• **INSTRUCTION**:
Reproduce the records below in their entirety, character for character.

• **TASK DATA**:
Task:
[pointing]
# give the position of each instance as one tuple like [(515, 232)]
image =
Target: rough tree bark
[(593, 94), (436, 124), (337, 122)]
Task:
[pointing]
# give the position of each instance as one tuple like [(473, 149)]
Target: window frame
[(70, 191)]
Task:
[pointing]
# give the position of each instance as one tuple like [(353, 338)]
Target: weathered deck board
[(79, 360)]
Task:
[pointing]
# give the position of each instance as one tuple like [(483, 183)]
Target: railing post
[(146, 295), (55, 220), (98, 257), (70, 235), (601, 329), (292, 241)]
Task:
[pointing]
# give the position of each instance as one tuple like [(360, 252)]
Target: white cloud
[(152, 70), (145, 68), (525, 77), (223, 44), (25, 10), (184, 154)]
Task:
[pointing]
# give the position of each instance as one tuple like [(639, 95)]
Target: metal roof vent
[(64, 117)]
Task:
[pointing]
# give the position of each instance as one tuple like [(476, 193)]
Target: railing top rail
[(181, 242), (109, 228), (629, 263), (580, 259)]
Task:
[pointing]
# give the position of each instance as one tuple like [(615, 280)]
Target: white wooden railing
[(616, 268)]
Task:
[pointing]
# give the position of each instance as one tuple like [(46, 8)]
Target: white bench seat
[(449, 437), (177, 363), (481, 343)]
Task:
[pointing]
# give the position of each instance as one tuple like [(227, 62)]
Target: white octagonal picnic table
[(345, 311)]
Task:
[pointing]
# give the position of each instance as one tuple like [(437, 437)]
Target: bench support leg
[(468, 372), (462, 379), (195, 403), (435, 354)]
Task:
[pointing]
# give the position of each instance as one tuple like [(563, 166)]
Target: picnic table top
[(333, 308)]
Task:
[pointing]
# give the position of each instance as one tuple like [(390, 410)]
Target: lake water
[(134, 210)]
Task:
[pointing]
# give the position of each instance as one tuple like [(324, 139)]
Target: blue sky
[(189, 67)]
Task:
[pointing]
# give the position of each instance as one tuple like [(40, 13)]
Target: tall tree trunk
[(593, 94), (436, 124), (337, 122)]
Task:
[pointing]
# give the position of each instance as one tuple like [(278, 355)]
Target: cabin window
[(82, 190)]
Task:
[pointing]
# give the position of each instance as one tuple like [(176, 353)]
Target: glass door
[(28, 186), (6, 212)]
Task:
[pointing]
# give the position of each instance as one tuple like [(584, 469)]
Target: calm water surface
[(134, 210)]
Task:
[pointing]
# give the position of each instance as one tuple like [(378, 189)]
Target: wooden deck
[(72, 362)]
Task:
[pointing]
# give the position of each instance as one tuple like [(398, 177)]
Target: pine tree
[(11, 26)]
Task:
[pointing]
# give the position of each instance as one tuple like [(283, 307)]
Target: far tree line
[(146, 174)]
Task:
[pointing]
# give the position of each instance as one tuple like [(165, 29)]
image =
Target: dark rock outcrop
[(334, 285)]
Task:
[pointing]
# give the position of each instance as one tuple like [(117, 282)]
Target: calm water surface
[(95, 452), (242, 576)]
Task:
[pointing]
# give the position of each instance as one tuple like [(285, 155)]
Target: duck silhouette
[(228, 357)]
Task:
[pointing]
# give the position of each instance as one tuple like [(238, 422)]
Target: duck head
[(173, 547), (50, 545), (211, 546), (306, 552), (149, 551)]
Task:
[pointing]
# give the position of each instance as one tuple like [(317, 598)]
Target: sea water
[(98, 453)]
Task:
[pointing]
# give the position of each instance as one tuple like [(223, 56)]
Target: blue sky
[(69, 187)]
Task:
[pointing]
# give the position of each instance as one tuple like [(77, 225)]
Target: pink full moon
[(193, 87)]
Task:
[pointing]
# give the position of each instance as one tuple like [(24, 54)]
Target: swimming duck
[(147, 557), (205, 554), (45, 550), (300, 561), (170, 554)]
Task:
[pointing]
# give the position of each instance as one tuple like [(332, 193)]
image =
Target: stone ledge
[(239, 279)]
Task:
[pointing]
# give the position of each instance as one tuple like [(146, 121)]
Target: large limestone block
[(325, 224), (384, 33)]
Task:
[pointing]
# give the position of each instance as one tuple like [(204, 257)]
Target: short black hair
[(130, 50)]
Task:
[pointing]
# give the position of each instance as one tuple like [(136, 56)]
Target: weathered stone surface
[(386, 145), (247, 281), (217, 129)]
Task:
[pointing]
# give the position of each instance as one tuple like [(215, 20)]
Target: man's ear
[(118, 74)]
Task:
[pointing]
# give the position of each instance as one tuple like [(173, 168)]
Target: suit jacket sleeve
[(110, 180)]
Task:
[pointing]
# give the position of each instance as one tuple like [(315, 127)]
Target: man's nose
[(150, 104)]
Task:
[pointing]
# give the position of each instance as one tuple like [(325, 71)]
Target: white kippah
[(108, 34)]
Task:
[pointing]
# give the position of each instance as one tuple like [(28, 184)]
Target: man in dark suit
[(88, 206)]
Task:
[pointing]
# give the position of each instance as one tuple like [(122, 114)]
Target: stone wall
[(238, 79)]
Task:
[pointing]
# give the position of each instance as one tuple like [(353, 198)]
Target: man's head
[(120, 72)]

• **SOLVED PROBLEM**:
Task:
[pointing]
# give the position of each instance as one tuple like [(515, 232)]
image =
Target: rough tree bark
[(593, 94), (436, 124), (337, 122)]
Task:
[pointing]
# give the position of each instance as one tuple like [(473, 149)]
Target: window frame
[(70, 191)]
Task:
[pointing]
# give the position of each instance as one tuple like [(353, 338)]
Target: weathered deck board
[(79, 360)]
Task:
[pointing]
# give the position of each instance as one tuple like [(483, 183)]
Target: railing post
[(146, 295), (55, 220), (98, 257), (70, 235), (601, 329), (292, 241)]
Task:
[pointing]
# give the position of each instance as one tuple like [(360, 252)]
Target: white cloud
[(152, 70), (145, 68), (525, 77), (223, 44), (25, 10), (184, 154)]
Task:
[pointing]
# give the position of each instance as one tuple like [(639, 95)]
Target: metal roof vent
[(64, 117)]
Task:
[pointing]
# give the position of each instance as one tuple like [(476, 193)]
Target: railing top rail
[(181, 242), (109, 228), (629, 263), (580, 259)]
Task:
[pointing]
# give the position of each instance as one tuple like [(615, 280)]
Target: white wooden railing
[(616, 268)]
Task:
[pointing]
# give the position of each instance as one tuple like [(46, 8)]
Target: white bench seat
[(449, 437), (177, 363), (481, 343)]
Task:
[pointing]
# give the position of each instance as one tuple like [(227, 62)]
Target: white octagonal picnic table
[(345, 311)]
Task:
[pointing]
# give the position of each instance as one tuple like [(437, 437)]
Target: bench support leg
[(468, 372), (462, 379), (195, 403), (435, 354)]
Task:
[pointing]
# give the position of each instance as one tuple like [(563, 166)]
Target: picnic table top
[(333, 308)]
Task:
[pointing]
# give the position of each instance as one tuple like [(390, 410)]
Target: lake water
[(134, 210)]
Task:
[pointing]
# give the position of each instance as one tuple like [(324, 139)]
Target: blue sky
[(189, 67)]
Task:
[pointing]
# give the position of each instance as one tuple like [(40, 13)]
Target: tall tree trunk
[(593, 94), (436, 124), (337, 122)]
Task:
[pointing]
# give the position of each instance as one tuple like [(278, 355)]
Target: cabin window
[(82, 190)]
Task:
[pointing]
# give the position of each instance as one tuple like [(176, 353)]
Target: glass door
[(28, 186), (6, 212)]
Task:
[pointing]
# give the position of each instance as one tuple like [(584, 469)]
Target: calm water surface
[(134, 210)]
Task:
[pointing]
# give the position of each instance as one tuple like [(378, 189)]
Target: wooden deck
[(72, 362)]
Task:
[pointing]
# give the position of each instance as one tuple like [(398, 177)]
Target: pine tree
[(11, 26)]
Task:
[pointing]
# give the position of each instance as one tuple like [(283, 307)]
Target: far tree line
[(146, 174)]
Task:
[pointing]
# give the position of each instance as one tuple like [(165, 29)]
image =
Target: dark rock outcrop
[(334, 285)]
Task:
[pointing]
# give the position of each instance as one tuple like [(117, 282)]
Target: calm water surface
[(95, 452), (242, 576)]
Task:
[pointing]
# give the position of each instance as one tuple like [(285, 155)]
Target: duck silhouette
[(228, 357)]
Task:
[pointing]
# give the position of each instance as one tuple like [(238, 422)]
Target: duck head
[(173, 547), (50, 545), (211, 546), (306, 552), (149, 551)]
Task:
[pointing]
# give the position of each instance as one tuple like [(317, 598)]
Target: sea water
[(98, 453)]
Task:
[pointing]
# give the position of each instance as one tuple like [(223, 56)]
Target: blue sky
[(69, 187)]
Task:
[pointing]
# give the position of each instance as one tuple like [(77, 225)]
Target: pink full moon
[(193, 87)]
Task:
[pointing]
# give the position of each instance as one tuple like [(24, 54)]
Target: swimming duck
[(147, 557), (205, 554), (45, 550), (300, 561), (170, 554)]
Task:
[pointing]
# give the position of each instance as one tuple like [(332, 193)]
image =
Target: stone ledge
[(239, 279)]
Task:
[pointing]
# give the position of each instance as one tuple like [(146, 121)]
Target: large limestone block
[(325, 224), (384, 33)]
Task:
[pointing]
# give the position of each instance as one tuple like [(204, 257)]
Target: short black hair
[(130, 50)]
Task:
[pointing]
# give the position of each instance as one tuple like [(136, 56)]
Target: weathered stone surface
[(386, 145), (247, 281), (217, 129)]
Task:
[pointing]
# give the position of each instance as one tuple like [(215, 20)]
Target: man's ear
[(118, 74)]
Task:
[pointing]
# give the position of each instance as one tuple like [(173, 168)]
Target: suit jacket sleeve
[(110, 180)]
Task:
[pointing]
# give the position of each instance as one tuple like [(315, 127)]
Target: man's nose
[(150, 104)]
Task:
[pointing]
# give the position of each instance as one tuple like [(325, 71)]
Target: white kippah
[(108, 34)]
Task:
[pointing]
# give the position of each instance as one tuple like [(28, 184)]
Target: man in dark suit
[(88, 206)]
Task:
[pointing]
# give the position of each instance as one tuple like [(122, 114)]
Target: stone wall
[(238, 79)]
Task:
[pointing]
# give the position of each instance as one tuple like [(353, 198)]
Target: man's head
[(120, 72)]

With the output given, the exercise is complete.